*Problem to work on*
Retype all of the records below line for line, leaving the pictures out of your copy.

*Data*

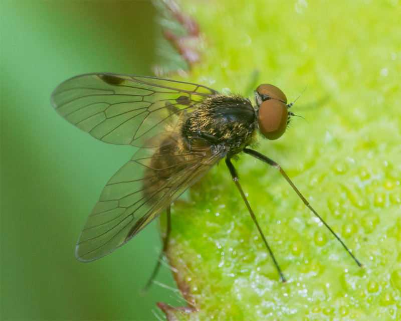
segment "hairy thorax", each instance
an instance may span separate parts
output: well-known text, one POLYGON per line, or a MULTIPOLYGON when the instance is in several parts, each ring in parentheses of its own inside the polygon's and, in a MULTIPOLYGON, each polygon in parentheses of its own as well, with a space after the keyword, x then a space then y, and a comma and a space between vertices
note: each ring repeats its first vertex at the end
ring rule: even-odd
POLYGON ((184 119, 181 134, 188 142, 198 138, 211 145, 223 146, 227 154, 233 156, 252 142, 257 119, 249 100, 216 95, 205 100, 184 119))

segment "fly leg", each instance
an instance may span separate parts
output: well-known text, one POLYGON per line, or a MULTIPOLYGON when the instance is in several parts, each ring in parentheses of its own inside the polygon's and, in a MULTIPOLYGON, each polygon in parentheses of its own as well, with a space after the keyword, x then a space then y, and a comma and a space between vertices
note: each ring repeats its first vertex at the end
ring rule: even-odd
POLYGON ((167 208, 167 230, 166 230, 166 235, 164 236, 164 238, 163 239, 163 249, 160 252, 160 254, 159 254, 159 258, 157 259, 156 266, 153 269, 153 271, 152 272, 152 275, 150 275, 150 277, 149 278, 146 284, 142 289, 142 293, 145 293, 146 292, 150 285, 152 284, 152 283, 153 283, 153 280, 156 277, 156 275, 157 274, 157 272, 160 268, 160 266, 161 264, 161 260, 163 259, 163 256, 164 255, 166 251, 167 251, 167 248, 168 246, 168 240, 170 237, 170 232, 171 230, 171 222, 170 216, 171 207, 169 205, 167 208))
POLYGON ((240 193, 241 195, 241 197, 242 197, 242 199, 244 200, 244 202, 245 202, 245 205, 247 206, 248 208, 248 210, 249 211, 249 214, 251 214, 251 217, 252 218, 255 224, 256 224, 256 227, 258 228, 258 230, 260 233, 260 235, 262 236, 262 238, 263 239, 263 241, 265 242, 265 244, 267 247, 267 249, 269 250, 269 252, 270 253, 270 256, 272 257, 273 261, 274 262, 274 265, 276 266, 276 268, 277 269, 277 271, 280 274, 280 278, 282 282, 286 282, 287 280, 286 280, 285 277, 284 277, 284 275, 283 274, 283 272, 281 272, 281 269, 280 268, 280 266, 279 266, 278 263, 277 261, 276 260, 276 258, 274 257, 274 254, 273 253, 273 251, 270 248, 270 247, 269 246, 269 244, 267 243, 267 241, 266 241, 266 239, 265 237, 265 235, 263 234, 263 232, 262 231, 262 230, 260 228, 260 226, 259 226, 259 224, 258 223, 258 221, 256 220, 256 217, 255 216, 254 214, 253 211, 252 211, 252 209, 251 208, 251 206, 249 205, 249 203, 247 200, 247 198, 245 196, 245 194, 244 193, 244 191, 242 190, 241 188, 241 185, 240 185, 240 183, 238 181, 238 175, 237 173, 237 170, 234 168, 234 165, 233 165, 233 163, 231 163, 231 159, 228 157, 226 158, 226 164, 227 165, 227 167, 229 168, 229 170, 230 171, 230 173, 231 174, 231 177, 233 178, 233 181, 234 181, 234 183, 235 183, 237 188, 238 189, 238 190, 240 191, 240 193))
POLYGON ((273 167, 276 168, 279 171, 280 173, 281 173, 281 175, 284 177, 284 178, 287 180, 288 182, 288 184, 291 185, 291 187, 293 188, 293 189, 295 191, 295 192, 298 194, 298 196, 299 197, 302 202, 304 202, 304 204, 308 207, 315 216, 318 218, 320 222, 321 222, 324 226, 327 228, 329 231, 337 239, 337 240, 341 243, 342 247, 351 256, 351 257, 354 259, 355 263, 358 264, 358 266, 359 267, 363 267, 363 265, 355 257, 355 256, 352 254, 352 252, 349 250, 349 249, 347 247, 347 246, 345 245, 345 243, 342 241, 340 238, 340 237, 338 236, 333 230, 331 229, 331 228, 329 226, 329 225, 325 222, 324 220, 323 220, 320 216, 317 214, 316 211, 313 209, 312 206, 309 204, 309 203, 306 200, 306 199, 303 197, 302 194, 301 194, 301 192, 298 191, 298 189, 295 187, 295 186, 294 185, 294 183, 292 183, 292 181, 290 179, 290 178, 287 176, 287 174, 284 173, 284 171, 281 168, 279 164, 278 164, 277 163, 268 157, 266 157, 263 154, 260 153, 260 152, 256 151, 256 150, 253 150, 252 149, 250 149, 249 148, 244 148, 244 152, 248 154, 249 155, 251 155, 251 156, 253 156, 255 158, 259 159, 260 160, 262 160, 262 162, 264 162, 266 163, 267 163, 271 166, 273 166, 273 167))

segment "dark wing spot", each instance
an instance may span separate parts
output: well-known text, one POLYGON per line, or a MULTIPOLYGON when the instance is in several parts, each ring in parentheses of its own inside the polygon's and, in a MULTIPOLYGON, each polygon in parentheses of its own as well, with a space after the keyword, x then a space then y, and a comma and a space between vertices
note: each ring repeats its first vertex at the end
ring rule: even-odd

*Result of this task*
segment "hairy thorax", each instance
an instance may span separate parts
output: well-known text, one POLYGON per line, or a MULTIPOLYGON when the instance is in several parts, each ring in parentheses of its own inside the polygon's and, in a MULTIPOLYGON, each polygon in parentheses of its own as well, with a space after the keyword, x then a space then y, and a comma and a space between vertices
note: each ring repeats its first vertex at the end
ring rule: even-odd
POLYGON ((184 119, 181 134, 188 142, 198 138, 211 145, 223 146, 227 154, 233 156, 252 142, 257 119, 249 100, 216 95, 205 100, 184 119))

segment "fly leg", each instance
an instance may span separate parts
output: well-known text, one POLYGON per line, or a MULTIPOLYGON when the instance is in several parts, each ring in parentheses of its own inside the polygon's and, in a MULTIPOLYGON, each polygon in parentheses of its own as well, with a space after the keyword, x then a space then y, and a comma and a space between vertices
note: each ring repeats its first vertex at the end
ring rule: even-odd
POLYGON ((167 208, 167 230, 166 230, 166 235, 164 236, 164 238, 163 239, 163 249, 160 252, 160 254, 159 254, 159 258, 157 259, 156 266, 153 269, 153 271, 152 272, 152 275, 150 275, 150 277, 149 278, 146 284, 142 289, 142 293, 145 293, 146 292, 150 285, 152 284, 152 283, 153 283, 153 280, 156 277, 156 275, 157 274, 157 272, 160 268, 160 266, 161 264, 161 260, 163 259, 163 256, 164 255, 166 251, 167 251, 167 248, 168 246, 168 240, 170 237, 170 232, 171 230, 171 222, 170 216, 171 207, 169 205, 167 208))
POLYGON ((240 193, 241 195, 241 197, 242 197, 242 199, 244 200, 244 202, 245 202, 245 205, 247 206, 248 208, 248 210, 249 211, 249 214, 251 214, 251 217, 252 218, 255 224, 256 224, 256 227, 258 228, 258 230, 260 233, 260 235, 262 236, 262 238, 263 239, 263 241, 265 242, 265 244, 267 247, 267 249, 269 250, 269 252, 270 253, 270 256, 272 257, 273 261, 274 262, 274 265, 276 266, 276 268, 277 269, 277 271, 280 274, 280 278, 282 282, 286 282, 287 280, 286 280, 285 277, 284 277, 284 275, 283 274, 283 272, 281 272, 281 269, 280 268, 280 266, 279 266, 278 263, 277 261, 276 260, 276 258, 274 257, 274 254, 273 253, 273 251, 270 248, 270 247, 269 246, 269 244, 267 243, 267 241, 266 241, 266 239, 265 237, 265 235, 263 234, 263 232, 262 231, 262 230, 260 228, 260 226, 259 226, 259 224, 258 223, 258 221, 256 220, 256 217, 255 216, 254 214, 253 211, 252 211, 252 209, 251 208, 251 206, 249 205, 249 203, 247 200, 247 198, 245 196, 245 194, 244 193, 244 191, 242 190, 241 188, 241 185, 240 185, 240 183, 238 181, 238 175, 237 173, 237 170, 234 168, 234 165, 233 165, 233 163, 231 163, 231 159, 228 157, 226 158, 226 164, 227 165, 227 167, 229 168, 229 170, 230 171, 230 173, 231 174, 231 177, 233 178, 233 181, 234 181, 234 183, 235 183, 237 188, 238 189, 238 190, 240 191, 240 193))
POLYGON ((273 167, 276 168, 279 171, 280 173, 281 173, 281 175, 284 177, 284 178, 287 180, 288 182, 288 184, 291 185, 291 187, 293 188, 293 189, 295 191, 295 192, 298 194, 298 196, 299 197, 302 202, 304 202, 304 204, 308 207, 315 216, 318 218, 320 222, 321 222, 324 226, 327 228, 329 231, 337 239, 337 240, 341 243, 342 247, 351 256, 351 257, 354 259, 355 263, 358 264, 358 266, 359 267, 363 267, 363 265, 355 257, 355 256, 352 254, 352 252, 349 250, 349 249, 347 247, 347 246, 345 245, 345 243, 342 241, 340 238, 340 237, 338 236, 333 230, 331 229, 331 228, 329 226, 329 225, 325 222, 324 220, 323 220, 320 216, 317 214, 316 211, 313 209, 312 206, 309 204, 309 203, 306 200, 306 199, 303 197, 302 194, 301 194, 301 192, 298 191, 298 189, 295 187, 295 186, 294 185, 294 183, 292 183, 292 181, 290 179, 290 178, 287 176, 287 174, 284 173, 284 171, 281 168, 279 164, 278 164, 277 163, 268 157, 266 157, 263 154, 260 153, 260 152, 256 151, 256 150, 253 150, 252 149, 250 149, 249 148, 244 148, 244 152, 248 154, 249 155, 251 155, 251 156, 253 156, 255 158, 259 159, 260 160, 262 160, 262 162, 264 162, 266 163, 267 163, 271 166, 273 166, 273 167))

segment "dark wing spot", each instance
an instance may span separate parts
output: well-known text, one POLYGON per line, or a MULTIPOLYGON when the instance is in several parts, each ring in parentheses of its own inside the polygon's and, in a MULTIPOLYGON, each polygon in parentheses of its own as well, with a space after the keyword, x then a space then y, and a comma and a space between vertices
note: each ring repeats its first vertex at the end
ring rule: even-odd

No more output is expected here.